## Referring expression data
_ _ _
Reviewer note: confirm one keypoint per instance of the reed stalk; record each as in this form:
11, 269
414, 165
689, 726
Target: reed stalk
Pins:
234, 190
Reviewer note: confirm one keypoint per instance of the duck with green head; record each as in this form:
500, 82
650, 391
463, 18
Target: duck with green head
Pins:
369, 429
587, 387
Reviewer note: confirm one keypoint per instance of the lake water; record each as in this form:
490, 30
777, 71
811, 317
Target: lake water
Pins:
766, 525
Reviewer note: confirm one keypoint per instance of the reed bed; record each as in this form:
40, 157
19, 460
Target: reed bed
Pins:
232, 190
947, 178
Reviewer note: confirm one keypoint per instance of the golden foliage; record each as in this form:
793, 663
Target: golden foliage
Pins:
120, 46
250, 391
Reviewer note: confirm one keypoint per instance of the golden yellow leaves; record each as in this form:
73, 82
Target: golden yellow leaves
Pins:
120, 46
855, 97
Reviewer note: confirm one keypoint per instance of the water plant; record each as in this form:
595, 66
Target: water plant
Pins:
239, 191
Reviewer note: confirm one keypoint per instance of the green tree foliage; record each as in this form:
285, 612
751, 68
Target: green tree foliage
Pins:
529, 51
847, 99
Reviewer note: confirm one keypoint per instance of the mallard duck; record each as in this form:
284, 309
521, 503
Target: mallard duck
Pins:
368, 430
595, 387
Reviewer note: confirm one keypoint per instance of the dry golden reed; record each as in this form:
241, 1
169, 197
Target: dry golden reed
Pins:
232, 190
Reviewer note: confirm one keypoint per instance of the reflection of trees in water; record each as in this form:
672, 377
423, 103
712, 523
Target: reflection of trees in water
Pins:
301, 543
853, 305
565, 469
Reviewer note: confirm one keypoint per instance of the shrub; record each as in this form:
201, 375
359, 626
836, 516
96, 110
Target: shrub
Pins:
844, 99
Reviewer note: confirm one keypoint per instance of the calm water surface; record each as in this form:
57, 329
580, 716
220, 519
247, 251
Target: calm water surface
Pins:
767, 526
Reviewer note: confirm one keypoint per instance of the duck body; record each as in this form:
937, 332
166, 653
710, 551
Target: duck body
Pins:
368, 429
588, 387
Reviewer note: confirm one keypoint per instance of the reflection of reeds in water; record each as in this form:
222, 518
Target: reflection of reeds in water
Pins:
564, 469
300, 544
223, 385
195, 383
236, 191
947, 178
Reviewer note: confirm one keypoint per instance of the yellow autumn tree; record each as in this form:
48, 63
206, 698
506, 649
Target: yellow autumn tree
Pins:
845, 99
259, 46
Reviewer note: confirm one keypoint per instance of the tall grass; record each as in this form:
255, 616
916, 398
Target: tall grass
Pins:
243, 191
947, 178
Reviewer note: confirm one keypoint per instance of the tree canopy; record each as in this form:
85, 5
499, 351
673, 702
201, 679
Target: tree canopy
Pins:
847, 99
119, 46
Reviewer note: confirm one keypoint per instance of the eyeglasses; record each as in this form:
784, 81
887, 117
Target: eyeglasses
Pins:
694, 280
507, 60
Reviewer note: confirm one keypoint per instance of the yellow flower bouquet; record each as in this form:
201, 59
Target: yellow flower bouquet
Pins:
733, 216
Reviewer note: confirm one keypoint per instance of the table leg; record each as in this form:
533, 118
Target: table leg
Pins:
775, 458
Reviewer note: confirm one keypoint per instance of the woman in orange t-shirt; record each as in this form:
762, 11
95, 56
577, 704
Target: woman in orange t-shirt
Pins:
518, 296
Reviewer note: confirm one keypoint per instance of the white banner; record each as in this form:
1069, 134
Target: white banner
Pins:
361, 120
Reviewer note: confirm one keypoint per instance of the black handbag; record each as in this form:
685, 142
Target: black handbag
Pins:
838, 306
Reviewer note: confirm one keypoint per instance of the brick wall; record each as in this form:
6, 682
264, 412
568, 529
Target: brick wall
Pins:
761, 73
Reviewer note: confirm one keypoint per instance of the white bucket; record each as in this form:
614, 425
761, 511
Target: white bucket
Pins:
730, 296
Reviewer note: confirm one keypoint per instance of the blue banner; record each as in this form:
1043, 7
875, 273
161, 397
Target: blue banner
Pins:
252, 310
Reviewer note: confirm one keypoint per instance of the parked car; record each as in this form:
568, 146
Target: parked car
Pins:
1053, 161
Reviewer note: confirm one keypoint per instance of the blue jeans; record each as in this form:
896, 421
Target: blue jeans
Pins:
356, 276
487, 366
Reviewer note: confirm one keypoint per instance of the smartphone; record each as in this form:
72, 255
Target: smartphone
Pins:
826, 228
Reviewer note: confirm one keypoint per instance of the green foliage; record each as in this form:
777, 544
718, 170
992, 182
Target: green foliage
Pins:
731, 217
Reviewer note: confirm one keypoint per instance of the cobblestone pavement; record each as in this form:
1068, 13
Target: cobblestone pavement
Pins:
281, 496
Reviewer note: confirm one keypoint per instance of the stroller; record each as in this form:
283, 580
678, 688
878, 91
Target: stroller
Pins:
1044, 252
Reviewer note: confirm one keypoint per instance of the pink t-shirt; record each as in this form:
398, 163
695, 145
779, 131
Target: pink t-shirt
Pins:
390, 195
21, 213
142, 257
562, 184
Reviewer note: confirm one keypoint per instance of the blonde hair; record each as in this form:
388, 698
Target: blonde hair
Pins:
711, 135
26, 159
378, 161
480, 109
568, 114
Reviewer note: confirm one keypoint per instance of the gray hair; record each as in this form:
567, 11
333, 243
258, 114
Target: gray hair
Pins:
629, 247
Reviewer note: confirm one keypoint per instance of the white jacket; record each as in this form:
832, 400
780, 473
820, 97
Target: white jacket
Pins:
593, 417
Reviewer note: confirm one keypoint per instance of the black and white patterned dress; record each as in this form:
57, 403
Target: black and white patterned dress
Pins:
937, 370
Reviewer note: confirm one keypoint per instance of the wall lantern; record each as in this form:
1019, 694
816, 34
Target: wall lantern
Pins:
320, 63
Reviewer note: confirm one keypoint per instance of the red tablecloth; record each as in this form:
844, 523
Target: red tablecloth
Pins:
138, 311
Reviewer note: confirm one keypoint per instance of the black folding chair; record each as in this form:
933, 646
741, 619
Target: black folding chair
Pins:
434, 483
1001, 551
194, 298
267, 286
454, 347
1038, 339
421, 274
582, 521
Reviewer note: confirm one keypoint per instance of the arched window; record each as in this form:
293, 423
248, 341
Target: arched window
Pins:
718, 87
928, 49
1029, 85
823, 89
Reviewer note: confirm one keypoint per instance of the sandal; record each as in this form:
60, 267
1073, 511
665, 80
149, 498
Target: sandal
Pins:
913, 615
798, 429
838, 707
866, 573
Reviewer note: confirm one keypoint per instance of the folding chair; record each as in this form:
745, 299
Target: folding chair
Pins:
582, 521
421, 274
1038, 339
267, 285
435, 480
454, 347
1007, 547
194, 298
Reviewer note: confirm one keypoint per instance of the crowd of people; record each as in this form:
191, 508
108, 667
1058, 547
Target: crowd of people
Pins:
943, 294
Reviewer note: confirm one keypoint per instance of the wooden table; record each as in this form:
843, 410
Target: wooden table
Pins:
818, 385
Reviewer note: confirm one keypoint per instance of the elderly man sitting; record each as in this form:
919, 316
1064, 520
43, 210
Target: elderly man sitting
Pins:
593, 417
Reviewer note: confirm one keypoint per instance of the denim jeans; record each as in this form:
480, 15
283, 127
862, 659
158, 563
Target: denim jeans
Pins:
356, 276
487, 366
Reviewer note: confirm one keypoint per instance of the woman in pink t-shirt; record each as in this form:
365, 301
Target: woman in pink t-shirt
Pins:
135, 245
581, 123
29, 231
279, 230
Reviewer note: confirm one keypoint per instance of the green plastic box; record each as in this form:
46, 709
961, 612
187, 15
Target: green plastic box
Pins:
_ _ _
## Task
Write out each entry again, word for word.

## Output for this exercise
Reviewer note: confirm one keypoint per instance of the reed stalk; record each as in this form:
11, 269
414, 165
689, 726
Target: reed stalk
Pins:
234, 190
Reviewer note: confirm one keypoint per instance of the duck with green head; record each as in this form:
500, 82
650, 391
463, 18
Target: duck with green head
Pins:
369, 429
587, 387
Reviewer note: confirm one keypoint per instance of the lake water; record each as in this form:
490, 30
777, 71
811, 317
Target: lake water
Pins:
766, 525
Reviewer note: confirm one keypoint per instance of the reed bed; record each as in this form:
40, 157
19, 460
Target: reed bed
Pins:
232, 190
947, 178
Reviewer note: confirm one keypoint per instance of the golden foliage; record each as in this form:
793, 663
Target: golden foliage
Pins:
120, 46
250, 391
Reviewer note: confirm one keypoint per instance of the golden yellow leaves; record each as in this form:
73, 82
Target: golden yellow leaves
Pins:
120, 46
855, 97
Reviewer note: confirm one keypoint per instance of the water plant; record each as in this form:
595, 66
Target: water plant
Pins:
239, 191
Reviewer note: confirm one keypoint per instance of the green tree foliage; record each as in this form:
285, 612
751, 68
Target: green tree foliage
Pins:
529, 51
847, 99
Reviewer note: confirm one keypoint per instance of the mallard duck; record each as in this form:
284, 309
521, 503
Target: mallard duck
Pins:
368, 430
595, 387
Reviewer note: confirm one keypoint per instance of the dry golden reed; record each as in this form:
241, 1
169, 197
Target: dry golden reed
Pins:
232, 190
Reviewer note: confirm one keypoint per instance of the reflection of trees in water; record each as in this form:
672, 377
423, 103
712, 523
Target: reflection of trees in water
Pins:
301, 543
853, 305
565, 469
Reviewer note: confirm one keypoint per instance of the shrub; record each as in this form:
201, 375
359, 626
836, 516
96, 110
Target: shrub
Pins:
844, 99
Reviewer note: confirm one keypoint per instance of the calm water surface; record each as in this form:
57, 329
580, 716
220, 519
247, 251
Target: calm water surface
Pins:
767, 526
Reviewer note: confirm one keypoint per instance of the duck body; record each as in this form:
937, 332
166, 653
710, 551
Target: duck body
Pins:
368, 429
588, 387
Reviewer note: confirm one keypoint per instance of the reflection of reeds in water; record each as in this form:
222, 518
Target: reflection of reeds in water
Pins:
564, 469
300, 544
223, 385
195, 383
236, 191
947, 178
Reviewer note: confirm one keypoint per instance of the yellow autumn tree; record each as in this form:
48, 63
206, 698
506, 649
Target: yellow autumn tree
Pins:
845, 99
259, 46
Reviewer note: confirm one keypoint per instance of the tall grass; record each as in this form:
255, 616
916, 398
Target: tall grass
Pins:
243, 191
947, 178
Reviewer note: confirm one keypoint per instance of the tree canopy; record each as in this form:
85, 5
499, 351
673, 702
201, 679
Target: tree canopy
Pins:
847, 99
119, 46
Reviewer note: confirm one keypoint per instance of the eyeglasses; record each as in this form:
784, 81
887, 117
Target: eyeglasses
Pins:
694, 280
507, 60
Reviewer note: confirm one keypoint per instance of the yellow flower bouquet; record each as in this form:
201, 59
Target: yellow flower bouquet
Pins:
733, 216
Reviewer note: confirm one keypoint per instance of the table leg; record each as in this form:
533, 118
Target: table leg
Pins:
775, 458
Reviewer note: confirm one keypoint per instance of the woman in orange t-shirt; record each as in this form:
762, 11
95, 56
577, 704
Target: woman in orange t-shirt
Pins:
518, 296
Reviewer note: confirm one keypoint per instance of the white banner; record each as in this form:
1069, 134
Target: white banner
Pins:
361, 120
Reviewer note: confirm one keypoint per instance of the black handbag; record each as in this form:
685, 142
Target: black handbag
Pins:
838, 306
Reviewer note: confirm one keypoint per instance of the brick wall; record each as in this form:
6, 682
264, 412
568, 529
Target: brick wall
Pins:
761, 73
Reviewer note: confirm one keypoint per instance of the white bucket; record each as in this form:
614, 425
761, 511
Target: white bucket
Pins:
730, 296
Reviewer note: confirm one keypoint per instance of the blue banner; record each as in this form:
1043, 7
875, 273
161, 397
Target: blue banner
Pins:
252, 310
Reviewer note: confirm one keypoint per instance of the parked car; record each as in this form:
568, 146
Target: parked car
Pins:
1053, 161
Reviewer note: confirm one keypoint per instance of the blue jeans; record each as in this form:
896, 421
Target: blue jeans
Pins:
356, 276
487, 366
Reviewer note: confirm one keypoint per instance of the smartphone; record each as in this form:
72, 255
Target: smartphone
Pins:
826, 228
Reviewer note: confirm one keypoint per instance of the green foliage; record each as in this form:
777, 544
718, 170
992, 182
Target: green foliage
Pins:
731, 217
Reviewer note: confirm one keypoint per instance of the cobblestone pavement; record each as in this form:
1068, 13
Target: cobblestone pavement
Pins:
281, 496
Reviewer note: confirm one keypoint per instance of the stroller; record each as in this form:
283, 580
678, 688
878, 91
Target: stroller
Pins:
1044, 252
Reviewer note: confirm one keypoint per instance of the pink t-shirt; record each as in this form:
398, 163
695, 145
779, 131
Target: pink t-shirt
Pins:
390, 195
21, 213
142, 257
562, 184
Reviewer note: confirm one keypoint per instance of the blonde hair; record each as in this form:
388, 698
Target: blonde hair
Pins:
711, 135
26, 159
378, 161
480, 109
568, 114
Reviewer note: confirm one keypoint per instance of the gray hair; record each as in this form:
567, 11
333, 243
258, 114
Target: gray hair
Pins:
629, 247
Reviewer note: confirm one keypoint per instance of the white jacket; record each as in this form:
832, 400
780, 473
820, 97
Target: white jacket
Pins:
593, 417
Reviewer note: confirm one keypoint per instance of the black and white patterned dress; record each as in this form:
57, 403
Target: black and white patterned dress
Pins:
937, 370
Reviewer note: confirm one keypoint per instance of the wall lantern; record each as in this form:
1019, 694
816, 34
Target: wall lantern
Pins:
320, 63
Reviewer note: confirm one keypoint per instance of the red tablecloth; record each as in this form:
844, 523
Target: red tablecloth
Pins:
138, 311
Reviewer note: confirm one keypoint per instance of the black folding chair; record each as in this form:
933, 646
741, 619
Target: black folding chair
Pins:
434, 483
1001, 551
194, 298
267, 286
454, 347
1038, 339
421, 274
582, 521
Reviewer note: confirm one keypoint per instance of the arched window; record each as in this form:
293, 423
248, 341
Target: arched window
Pins:
718, 87
928, 49
1029, 85
823, 89
Reviewer note: confirm one keypoint per instance of the sandal; record each as in this form:
60, 267
1073, 511
665, 80
149, 498
Target: sandal
Pins:
913, 615
798, 429
838, 707
866, 573
Reviewer note: confirm one keypoint per instance of the folding chair; record each as in this form:
745, 299
Target: folding chair
Pins:
582, 521
421, 274
1038, 339
267, 285
435, 480
454, 347
1007, 547
194, 298
Reviewer note: confirm one keypoint per instance of the crowd of people; record each as in this form:
191, 508
108, 667
1058, 547
Target: crowd of people
Pins:
943, 294
Reviewer note: confirm one keypoint per instance of the wooden table; record each as in this form:
843, 410
Target: wooden table
Pins:
818, 385
Reviewer note: confirm one keypoint per instance of the elderly man sitting; record each as in this form:
919, 316
1064, 520
43, 210
Target: elderly man sitting
Pins:
593, 417
Reviewer note: confirm one keypoint per instance of the denim jeans; record each as in this form:
480, 15
283, 127
862, 659
158, 563
Target: denim jeans
Pins:
356, 276
487, 366
Reviewer note: confirm one keypoint per instance of the woman in pink t-shirt; record each as in this form:
365, 301
Target: woman in pink t-shirt
Pins:
135, 245
581, 123
29, 231
279, 230
Reviewer note: confirm one keypoint per instance of the green plastic box; record each as in this form:
46, 709
961, 612
187, 15
Target: green plastic box
Pins:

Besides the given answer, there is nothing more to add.